# [SHORT PROBLEM]
Count the rows below that contain the word "metal" and give only that number.

(Point-annotation data)
=-=-=

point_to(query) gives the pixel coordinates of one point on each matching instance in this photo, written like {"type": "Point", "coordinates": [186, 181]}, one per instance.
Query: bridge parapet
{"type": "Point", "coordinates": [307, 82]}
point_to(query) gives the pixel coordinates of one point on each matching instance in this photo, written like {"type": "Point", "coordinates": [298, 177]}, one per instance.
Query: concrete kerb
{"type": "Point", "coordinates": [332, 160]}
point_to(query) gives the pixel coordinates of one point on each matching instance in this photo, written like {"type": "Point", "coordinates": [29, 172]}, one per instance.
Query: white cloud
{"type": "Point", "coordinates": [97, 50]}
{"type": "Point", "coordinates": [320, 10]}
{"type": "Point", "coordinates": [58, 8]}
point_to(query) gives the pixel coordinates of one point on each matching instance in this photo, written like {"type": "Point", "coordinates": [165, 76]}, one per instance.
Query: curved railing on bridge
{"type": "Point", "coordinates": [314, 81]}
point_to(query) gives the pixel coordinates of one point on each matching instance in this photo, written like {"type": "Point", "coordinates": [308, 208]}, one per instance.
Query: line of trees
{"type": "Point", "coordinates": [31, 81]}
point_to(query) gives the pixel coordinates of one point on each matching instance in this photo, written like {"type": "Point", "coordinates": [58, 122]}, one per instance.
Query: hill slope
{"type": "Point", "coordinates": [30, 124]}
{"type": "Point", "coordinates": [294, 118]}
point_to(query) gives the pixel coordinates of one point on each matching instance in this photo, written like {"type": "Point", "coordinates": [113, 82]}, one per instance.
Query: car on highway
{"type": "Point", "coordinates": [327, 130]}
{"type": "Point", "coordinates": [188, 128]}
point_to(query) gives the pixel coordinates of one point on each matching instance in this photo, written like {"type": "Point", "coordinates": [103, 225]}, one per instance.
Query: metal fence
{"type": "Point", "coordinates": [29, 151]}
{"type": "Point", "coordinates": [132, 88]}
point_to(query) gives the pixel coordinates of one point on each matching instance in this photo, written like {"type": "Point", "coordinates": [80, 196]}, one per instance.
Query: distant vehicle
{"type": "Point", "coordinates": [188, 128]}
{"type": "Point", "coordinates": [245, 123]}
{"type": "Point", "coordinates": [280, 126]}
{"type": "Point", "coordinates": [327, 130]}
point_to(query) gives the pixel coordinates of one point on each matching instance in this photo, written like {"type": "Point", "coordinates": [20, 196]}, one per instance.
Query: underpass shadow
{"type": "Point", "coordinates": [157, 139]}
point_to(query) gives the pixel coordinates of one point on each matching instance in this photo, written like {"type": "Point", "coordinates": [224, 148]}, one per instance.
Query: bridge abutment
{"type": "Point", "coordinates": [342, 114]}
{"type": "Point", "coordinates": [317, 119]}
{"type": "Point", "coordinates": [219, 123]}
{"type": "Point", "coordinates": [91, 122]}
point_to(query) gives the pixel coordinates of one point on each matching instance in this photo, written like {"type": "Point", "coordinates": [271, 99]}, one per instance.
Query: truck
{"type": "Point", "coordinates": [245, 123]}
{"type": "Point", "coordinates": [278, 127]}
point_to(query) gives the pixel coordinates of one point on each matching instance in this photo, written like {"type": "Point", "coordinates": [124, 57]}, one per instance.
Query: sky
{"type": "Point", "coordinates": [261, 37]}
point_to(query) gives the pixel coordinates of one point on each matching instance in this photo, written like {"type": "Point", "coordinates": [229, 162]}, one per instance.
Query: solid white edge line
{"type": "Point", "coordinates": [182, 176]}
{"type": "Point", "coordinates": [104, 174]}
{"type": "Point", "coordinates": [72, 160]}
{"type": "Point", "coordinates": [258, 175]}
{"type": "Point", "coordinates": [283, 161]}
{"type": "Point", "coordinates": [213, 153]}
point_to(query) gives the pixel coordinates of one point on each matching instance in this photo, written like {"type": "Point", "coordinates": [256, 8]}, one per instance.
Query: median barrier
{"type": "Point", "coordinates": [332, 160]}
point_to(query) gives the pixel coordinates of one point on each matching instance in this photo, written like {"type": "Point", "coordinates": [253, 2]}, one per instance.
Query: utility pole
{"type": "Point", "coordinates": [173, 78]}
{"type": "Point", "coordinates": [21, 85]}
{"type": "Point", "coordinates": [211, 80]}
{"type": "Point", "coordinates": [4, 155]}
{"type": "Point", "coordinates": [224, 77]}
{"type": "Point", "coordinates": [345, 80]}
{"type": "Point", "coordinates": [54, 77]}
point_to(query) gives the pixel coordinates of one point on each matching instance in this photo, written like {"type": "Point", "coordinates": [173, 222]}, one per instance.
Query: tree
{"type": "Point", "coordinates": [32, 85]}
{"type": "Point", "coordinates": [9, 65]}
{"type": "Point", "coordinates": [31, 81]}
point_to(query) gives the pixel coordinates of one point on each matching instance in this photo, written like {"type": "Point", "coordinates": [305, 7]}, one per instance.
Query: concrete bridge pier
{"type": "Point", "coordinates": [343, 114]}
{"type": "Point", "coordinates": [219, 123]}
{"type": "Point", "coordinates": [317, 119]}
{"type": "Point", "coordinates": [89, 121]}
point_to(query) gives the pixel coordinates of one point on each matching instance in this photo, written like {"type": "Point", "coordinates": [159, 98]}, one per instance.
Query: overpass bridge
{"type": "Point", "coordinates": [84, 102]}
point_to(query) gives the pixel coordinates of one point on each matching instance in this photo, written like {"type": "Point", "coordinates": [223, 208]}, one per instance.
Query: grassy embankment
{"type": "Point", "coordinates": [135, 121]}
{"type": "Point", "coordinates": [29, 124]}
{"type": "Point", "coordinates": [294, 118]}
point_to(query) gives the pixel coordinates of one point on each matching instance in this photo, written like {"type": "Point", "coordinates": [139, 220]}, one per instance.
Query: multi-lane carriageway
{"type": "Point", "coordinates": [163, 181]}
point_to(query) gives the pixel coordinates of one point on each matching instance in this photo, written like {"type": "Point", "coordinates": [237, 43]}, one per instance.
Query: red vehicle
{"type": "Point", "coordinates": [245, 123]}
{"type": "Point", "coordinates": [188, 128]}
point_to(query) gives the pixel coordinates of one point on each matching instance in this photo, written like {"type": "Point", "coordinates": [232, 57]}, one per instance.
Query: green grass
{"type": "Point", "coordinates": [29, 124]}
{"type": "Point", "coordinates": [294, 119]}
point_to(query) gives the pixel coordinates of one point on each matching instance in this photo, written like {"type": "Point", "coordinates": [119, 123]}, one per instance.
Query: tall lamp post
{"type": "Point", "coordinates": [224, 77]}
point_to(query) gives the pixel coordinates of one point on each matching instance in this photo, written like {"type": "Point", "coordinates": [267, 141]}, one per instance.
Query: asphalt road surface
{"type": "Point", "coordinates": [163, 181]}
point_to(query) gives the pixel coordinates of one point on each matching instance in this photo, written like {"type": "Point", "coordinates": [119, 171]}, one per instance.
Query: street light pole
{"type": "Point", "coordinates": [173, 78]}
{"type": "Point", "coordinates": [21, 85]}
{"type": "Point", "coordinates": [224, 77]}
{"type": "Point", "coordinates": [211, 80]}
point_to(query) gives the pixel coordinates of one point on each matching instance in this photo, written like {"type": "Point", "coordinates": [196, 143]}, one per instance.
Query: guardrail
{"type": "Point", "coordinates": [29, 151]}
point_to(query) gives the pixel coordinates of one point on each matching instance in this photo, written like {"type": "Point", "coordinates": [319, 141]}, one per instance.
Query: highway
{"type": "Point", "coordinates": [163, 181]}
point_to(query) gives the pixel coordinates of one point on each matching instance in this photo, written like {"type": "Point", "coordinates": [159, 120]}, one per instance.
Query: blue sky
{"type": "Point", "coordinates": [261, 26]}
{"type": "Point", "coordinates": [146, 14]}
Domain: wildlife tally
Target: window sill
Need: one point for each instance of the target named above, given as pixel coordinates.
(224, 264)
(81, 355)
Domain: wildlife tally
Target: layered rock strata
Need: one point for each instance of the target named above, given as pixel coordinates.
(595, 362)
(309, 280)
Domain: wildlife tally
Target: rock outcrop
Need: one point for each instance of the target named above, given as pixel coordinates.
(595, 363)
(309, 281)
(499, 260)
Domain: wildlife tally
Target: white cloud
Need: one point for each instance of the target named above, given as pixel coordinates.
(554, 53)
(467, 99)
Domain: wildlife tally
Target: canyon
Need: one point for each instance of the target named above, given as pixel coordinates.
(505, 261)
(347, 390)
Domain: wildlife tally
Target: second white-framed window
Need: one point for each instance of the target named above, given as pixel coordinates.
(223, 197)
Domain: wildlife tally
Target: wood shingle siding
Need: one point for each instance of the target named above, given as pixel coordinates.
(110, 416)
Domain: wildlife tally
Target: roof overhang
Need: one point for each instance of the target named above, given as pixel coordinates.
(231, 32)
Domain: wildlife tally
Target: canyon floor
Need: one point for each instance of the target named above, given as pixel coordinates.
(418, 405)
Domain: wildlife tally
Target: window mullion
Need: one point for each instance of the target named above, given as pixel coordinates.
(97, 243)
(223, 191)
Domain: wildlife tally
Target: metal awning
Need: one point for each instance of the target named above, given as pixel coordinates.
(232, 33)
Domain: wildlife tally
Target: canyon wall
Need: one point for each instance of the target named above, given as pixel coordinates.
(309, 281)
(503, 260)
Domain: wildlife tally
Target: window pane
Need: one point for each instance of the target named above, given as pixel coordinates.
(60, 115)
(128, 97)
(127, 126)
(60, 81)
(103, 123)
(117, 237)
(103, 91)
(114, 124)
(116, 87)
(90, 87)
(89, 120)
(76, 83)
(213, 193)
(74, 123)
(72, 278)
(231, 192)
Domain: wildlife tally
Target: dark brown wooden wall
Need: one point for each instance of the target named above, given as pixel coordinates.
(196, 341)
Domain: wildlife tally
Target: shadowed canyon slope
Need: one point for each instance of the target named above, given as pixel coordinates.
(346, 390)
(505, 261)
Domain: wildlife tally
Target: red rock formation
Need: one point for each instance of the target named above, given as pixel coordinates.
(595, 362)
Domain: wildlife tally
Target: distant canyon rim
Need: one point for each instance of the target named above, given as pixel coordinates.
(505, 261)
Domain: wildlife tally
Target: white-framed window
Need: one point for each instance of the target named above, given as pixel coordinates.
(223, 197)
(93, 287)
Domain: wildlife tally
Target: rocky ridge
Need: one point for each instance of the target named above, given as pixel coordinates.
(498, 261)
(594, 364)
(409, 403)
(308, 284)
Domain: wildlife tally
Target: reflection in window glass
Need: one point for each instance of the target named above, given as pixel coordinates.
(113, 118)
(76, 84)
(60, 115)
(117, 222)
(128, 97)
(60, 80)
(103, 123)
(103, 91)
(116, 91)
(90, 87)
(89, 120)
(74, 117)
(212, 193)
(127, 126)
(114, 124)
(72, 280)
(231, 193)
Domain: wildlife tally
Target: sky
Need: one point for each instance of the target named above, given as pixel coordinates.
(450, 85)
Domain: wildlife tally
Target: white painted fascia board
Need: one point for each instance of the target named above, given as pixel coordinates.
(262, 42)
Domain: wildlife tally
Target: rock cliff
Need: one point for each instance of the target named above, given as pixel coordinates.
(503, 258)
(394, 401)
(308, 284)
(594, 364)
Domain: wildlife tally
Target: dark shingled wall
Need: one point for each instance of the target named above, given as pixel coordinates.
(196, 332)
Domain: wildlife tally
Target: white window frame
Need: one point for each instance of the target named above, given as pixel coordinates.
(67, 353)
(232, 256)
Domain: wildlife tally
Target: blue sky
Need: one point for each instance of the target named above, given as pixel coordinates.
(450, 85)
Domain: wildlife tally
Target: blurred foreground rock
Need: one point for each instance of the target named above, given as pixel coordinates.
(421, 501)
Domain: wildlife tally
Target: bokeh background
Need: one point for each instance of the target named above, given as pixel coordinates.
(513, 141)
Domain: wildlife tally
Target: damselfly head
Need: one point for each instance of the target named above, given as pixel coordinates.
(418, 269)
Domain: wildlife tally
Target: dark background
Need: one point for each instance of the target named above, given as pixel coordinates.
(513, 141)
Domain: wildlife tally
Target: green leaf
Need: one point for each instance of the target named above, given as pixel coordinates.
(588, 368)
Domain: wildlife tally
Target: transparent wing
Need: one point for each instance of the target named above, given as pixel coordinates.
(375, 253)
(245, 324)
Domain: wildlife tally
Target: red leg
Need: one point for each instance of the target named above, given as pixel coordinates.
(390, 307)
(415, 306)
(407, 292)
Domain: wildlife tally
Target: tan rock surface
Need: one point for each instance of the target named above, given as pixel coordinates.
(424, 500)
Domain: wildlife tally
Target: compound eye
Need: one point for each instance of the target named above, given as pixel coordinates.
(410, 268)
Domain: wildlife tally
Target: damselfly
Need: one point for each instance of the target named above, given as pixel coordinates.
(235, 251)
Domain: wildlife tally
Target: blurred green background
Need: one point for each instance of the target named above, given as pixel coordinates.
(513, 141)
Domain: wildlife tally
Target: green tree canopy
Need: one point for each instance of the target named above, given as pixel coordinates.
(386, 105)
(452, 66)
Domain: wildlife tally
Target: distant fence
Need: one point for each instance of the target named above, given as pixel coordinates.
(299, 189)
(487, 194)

=-=-=

# [EXERCISE ANSWER]
2